Data entries
Segment Open

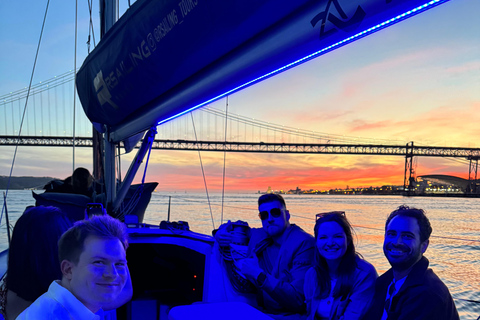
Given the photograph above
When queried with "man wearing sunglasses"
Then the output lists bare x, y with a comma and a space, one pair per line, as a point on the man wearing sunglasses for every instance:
278, 257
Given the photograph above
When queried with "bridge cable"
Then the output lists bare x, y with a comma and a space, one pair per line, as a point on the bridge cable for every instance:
224, 157
24, 110
203, 172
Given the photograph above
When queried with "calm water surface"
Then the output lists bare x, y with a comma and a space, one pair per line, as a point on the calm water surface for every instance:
453, 251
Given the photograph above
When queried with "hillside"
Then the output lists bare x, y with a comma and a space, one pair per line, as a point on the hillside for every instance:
20, 183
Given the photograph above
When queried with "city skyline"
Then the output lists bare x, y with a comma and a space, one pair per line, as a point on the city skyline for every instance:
415, 81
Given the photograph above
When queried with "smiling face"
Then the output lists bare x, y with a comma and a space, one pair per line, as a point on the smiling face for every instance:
402, 246
331, 241
275, 226
100, 274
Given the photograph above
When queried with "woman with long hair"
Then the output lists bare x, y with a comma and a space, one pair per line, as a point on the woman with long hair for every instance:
341, 284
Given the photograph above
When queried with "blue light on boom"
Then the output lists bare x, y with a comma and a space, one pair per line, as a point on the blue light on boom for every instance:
385, 24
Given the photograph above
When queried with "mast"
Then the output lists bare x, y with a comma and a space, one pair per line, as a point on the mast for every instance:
104, 167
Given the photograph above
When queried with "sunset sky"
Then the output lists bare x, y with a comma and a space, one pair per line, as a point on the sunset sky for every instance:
416, 81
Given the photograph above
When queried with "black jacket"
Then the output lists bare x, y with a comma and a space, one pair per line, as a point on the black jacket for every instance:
423, 296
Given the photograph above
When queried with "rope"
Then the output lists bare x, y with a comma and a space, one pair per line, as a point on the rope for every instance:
74, 86
224, 158
90, 29
203, 173
25, 109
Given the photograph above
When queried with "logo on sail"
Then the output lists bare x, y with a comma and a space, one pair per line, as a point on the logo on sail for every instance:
333, 20
103, 94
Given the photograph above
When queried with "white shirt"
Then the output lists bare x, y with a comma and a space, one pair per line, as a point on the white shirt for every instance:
398, 284
325, 305
59, 303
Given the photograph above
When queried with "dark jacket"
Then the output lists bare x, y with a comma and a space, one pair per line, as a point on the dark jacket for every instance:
423, 296
283, 289
357, 301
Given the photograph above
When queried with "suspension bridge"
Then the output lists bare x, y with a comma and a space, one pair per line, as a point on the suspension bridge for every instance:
49, 119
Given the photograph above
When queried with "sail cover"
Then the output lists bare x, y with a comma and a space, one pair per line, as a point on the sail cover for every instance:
167, 56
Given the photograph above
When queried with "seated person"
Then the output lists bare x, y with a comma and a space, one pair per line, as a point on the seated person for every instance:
279, 254
33, 257
94, 270
82, 182
59, 186
409, 290
341, 284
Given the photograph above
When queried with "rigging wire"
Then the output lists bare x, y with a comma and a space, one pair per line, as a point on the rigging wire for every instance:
203, 173
74, 86
90, 29
224, 157
24, 109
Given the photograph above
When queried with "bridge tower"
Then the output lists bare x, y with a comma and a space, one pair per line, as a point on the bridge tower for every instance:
472, 175
409, 182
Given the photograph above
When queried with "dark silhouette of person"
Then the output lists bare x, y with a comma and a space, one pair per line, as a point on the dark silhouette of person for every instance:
82, 182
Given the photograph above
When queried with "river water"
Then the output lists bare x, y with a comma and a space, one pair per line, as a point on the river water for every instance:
453, 251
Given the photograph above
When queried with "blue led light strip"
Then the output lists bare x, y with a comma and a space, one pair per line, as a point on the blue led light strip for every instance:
357, 36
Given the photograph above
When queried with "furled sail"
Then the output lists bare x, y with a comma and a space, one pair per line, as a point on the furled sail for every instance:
164, 57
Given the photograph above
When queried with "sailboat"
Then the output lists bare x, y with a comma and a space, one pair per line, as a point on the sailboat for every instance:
163, 59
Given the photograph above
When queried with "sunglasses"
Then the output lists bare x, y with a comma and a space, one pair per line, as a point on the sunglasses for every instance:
275, 212
323, 214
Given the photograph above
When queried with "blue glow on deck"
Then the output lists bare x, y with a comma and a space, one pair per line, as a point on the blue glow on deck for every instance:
334, 46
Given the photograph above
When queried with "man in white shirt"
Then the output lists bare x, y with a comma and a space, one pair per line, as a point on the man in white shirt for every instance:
95, 272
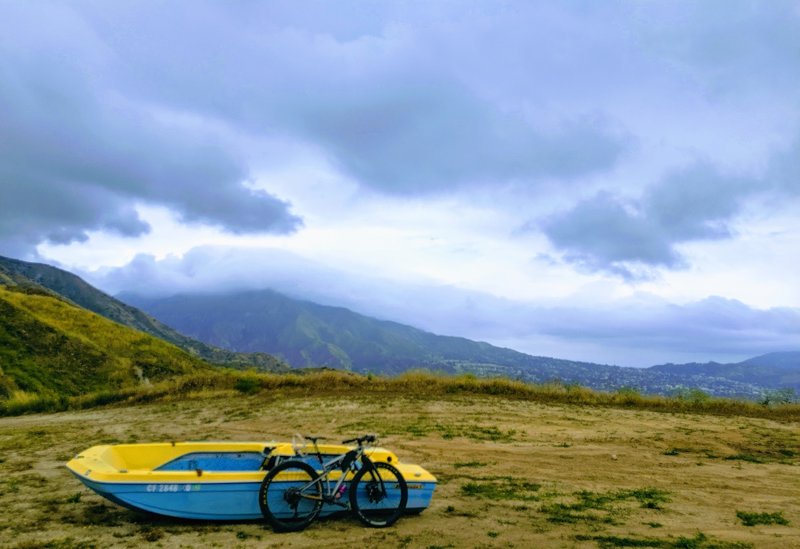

Segment Closed

Activity ::
Give back every record above exactly as written, skipping each picture.

Answer section ::
Given the photograph above
When queried with "man wearing sunglasses"
Then the output lists bare x, y with a comma and a space, one pair per line, as a point on the man wearing sunglasses for every instance:
278, 257
Given the photograph above
When queried with "bridge cable"
Then the output lists bare x, y with a comma and a space, one pair per line, as a point on the bridge cable for every instance:
224, 157
24, 110
203, 172
Given the photograph above
When queried with "calm water surface"
Then the output lists bare x, y with a comma and a space, one pair per line, as a point on the calm water surface for every instance:
453, 251
Given the photograph above
When queried with "hillside"
Then the output lists bare x, y with a comma and a space, one pair per line, as a point on the hillside for every instance:
20, 183
Given the photograph above
When queried with "city skyline"
Then the output lists bare x, y with a comma and a space, one pair per line, as a point on the city skyline for every instance:
415, 81
Given the photograph above
When queried with "smiling face"
Then the output lists bare x, y with a comma and a space, one pair per line, as a point on the smiling face for every instance:
402, 246
331, 241
275, 226
100, 274
Given the photograph above
When queried with "woman with long hair"
Then the output lists bare x, y with a comma and a space, one pair per line, as a point on the woman with long hair for every instance:
341, 284
Given the photograph above
When queried with "blue light on boom"
Then the output lists bare x, y with a comma and a space, one pair per line, as a point on the blue light on boom for every instance:
385, 24
Given the photograph above
When queried with "mast"
Then the output lists bare x, y with a comma and a space, one pair per line, as a point on the mast for every instance:
104, 167
Given the photograph above
When queried with "sunset sky"
Then the output lists bare x, y with a comma and a space, one pair per line, as a point on the sunset sky for every instance:
416, 81
Given the photograph above
When queried with "black jacket"
Then the output lists bare x, y with a comma and a space, one pair per line, as a point on the black jacket for every instance:
423, 296
Given the photograph above
When queried with "rope"
Then the output lists bare x, y with a comma and a space, one pair per line, as a point on the rope for every instance:
74, 86
224, 158
90, 29
203, 173
25, 109
Given the photograph above
When queried with "logo on sail"
Then the output lists bare x, y with a comma and a space, one pair per line, as a point on the logo on sail for every instance:
333, 20
103, 94
Given the photograph above
When queried with "white shirt"
Then the output lists bare x, y with a comma and a space, one pair per line, as a point on the white shirt for every instance:
398, 284
325, 305
59, 303
Given the photograph above
When queried with "dark jacket"
Then the output lists bare x, y with a comma and a space, one pair per line, as a point on the dark jacket for every instance:
423, 296
283, 289
357, 301
Given the photograph above
When queried with "suspension bridge"
Then the output lists bare x, y with a comma and a space, one pair per line, as a point on the suspension bridge for every instance:
49, 119
Given the photograph above
When queried with "sail cover"
Then the output lists bare x, y with a comma and a space, one pair per line, as a point on the sail cover for every instance:
167, 56
Given the photograph above
When queried with "seated person"
Then the output lists bare x, y with a comma and a space, one pair per line, as a point on the seated person for every instance:
279, 254
33, 257
94, 270
82, 182
59, 186
409, 290
341, 284
Given the photograph above
When queried with "rigging wire"
Then the output lists bare x, y with a comma and a space, one pair per line, as a point on the rigging wire for every instance:
203, 173
74, 86
90, 29
224, 157
24, 109
Given the photograph above
When queried with "bridge tower"
Then the output lists bare x, y with a comma and a space, one pair per line, as a point on the bridge tower for every instance:
472, 175
409, 182
Given the photograph above
When queried with "dark silhouette of person"
Then the output lists bare x, y with a comma and a space, one pair per line, as a point on the dark silhouette of person for every instance:
82, 182
Given the photograph above
When queried with "river water"
Then the output lists bare x, y with a comma and a space, one pair per line, as a point on the river water for every instance:
453, 251
Given the photograph above
When queried with "blue led light strip"
Then the output lists bare x, y with a comma and a space, one pair per line, as a point on the blue led light strip for every instance:
357, 36
Given the photograph above
When queried with "furled sail"
Then the output lists bare x, y with a comma and a space, one pair per line, as a point on the furled sail for every instance:
164, 57
Given the photograph above
When queried with "sailboat"
Then the output lists bare x, y with a comma and a space, one pair per line, as a point on the sailboat for every instance:
163, 59
Given the photograph above
When queried with "sunglasses"
Then the output lists bare x, y with a comma and a space, one pair per line, as a point on the sunglasses for every instance:
275, 212
323, 214
Given the photograph above
When queried with "blue glow on deck"
Then the output lists bare x, y with a comma and a space, one pair per line, as a point on the blue glow on deck for every instance:
334, 46
Given the photograph above
When queried with "man in white shirt"
Then the output lists bare x, y with a comma and a space, one pair per line, as a point on the man in white shirt for every instance:
95, 272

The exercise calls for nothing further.